■ Text to read:
# How do you solve x^2 - 18x + 81 = 0 graphically?

Mar 16, 2016

The vertex is $\left(9 , 0\right)$, and there are no stretch factors.

#### Explanation:

We begin with ${x}^{2} - 18 x + 81 = 0$. For me, I immediately think of "how can I gat this out of standard form and into vertex or intercept form?"

Well, for vertex form, we could "complete the square". I'm a big fan of this method, but I always got to factoring first, and if that doesn't work I move on to other methods like completing the square or the quadratic formula.

So, let's begin with factoring.

We are trying to factor ${x}^{2} - 18 x + 81$, and we are looking for something that multiplys to $81$, and adds to $- 18$.

So, the factors of $81$ are:
$\pm 1$ and $\pm 81$
$\pm 3$ and $\pm 27$
$\pm 9$ and $\pm 9$

No, out of these factors we are supposed to have them add to $- 18$
So,
$\pm 1$ + $\pm 81$ = $80 , 82 , - 80 , - 82$
$\pm 3$ + $\pm 27$ = $30 , - 30 , 24 , - 24$
$\pm 9$ + $\pm 9$ = $18 , 0 , 0 , \textcolor{g r e e n}{- 18}$

There it is. $- 9$ and $- 9$ add to $- 18$ and multiply to $81$!

So, that means we can rewrite ${x}^{2} - 18 x + 81$ as $\left(x - 9\right) \left(x - 9\right)$, or ${\left(x - 9\right)}^{2}$. If we wanted to write this in vertex form, we just write this: ${\left(x - 9\right)}^{2} + 0$.

■ To be done:
**1.** Reproduce the quadratic walkthrough between "# How do you" and "the quadratic formula.", inclusive, substituting "factorization" for "factoring".
**2.** Carry on the quadratic walkthrough past its final sentence.

■ Data excerpt:
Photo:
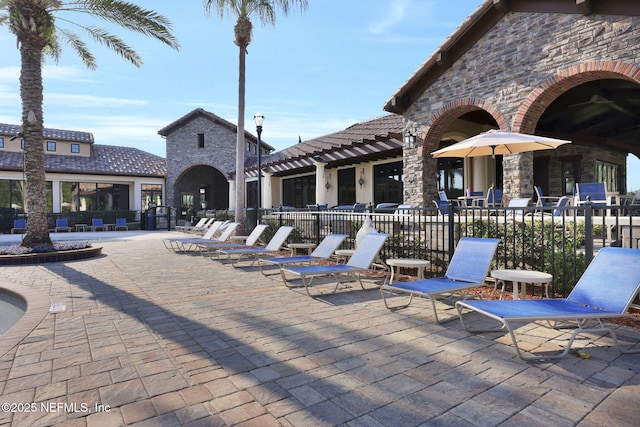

■ Replies:
**1.**
# How do you solve x^2 - 18x + 81 = 0 graphically?

Mar 16, 2016

The vertex is $\left(9 , 0\right)$, and there are no stretch factors.

#### Explanation:

We begin with ${x}^{2} - 18 x + 81 = 0$. For me, I immediately think of "how can I gat this out of standard form and into vertex or intercept form?"

Well, for vertex form, we could "complete the square". I'm a big fan of this method, but I always got to factorization first, and if that doesn't work I move on to other methods like completing the square or the quadratic formula.

**2.**
No, look: there is no stretch factor for ${\left(x - 9\right)}^{2} + 0$, and we know that the vertex is $9 , 0$. Just graph that vertex, and have it open upwards, with no stretching.

To find other points, just replace $x$ with the number your trying to find, like this: ${\left(\left(8\right) - 9\right)}^{2} + 0$, which is ${\left(- 1\right)}^{2} + 0$, or $1$. So, we know another point: $\left(8 , 1\right)$.

If we solve for when $x$ is $- 1$, we have ${\left(\left(10\right) - 9\right)}^{2} + 0$ or ${\left(1\right)}^{2} + 0$, which is just $1$, or $\left(10 , 1\right)$.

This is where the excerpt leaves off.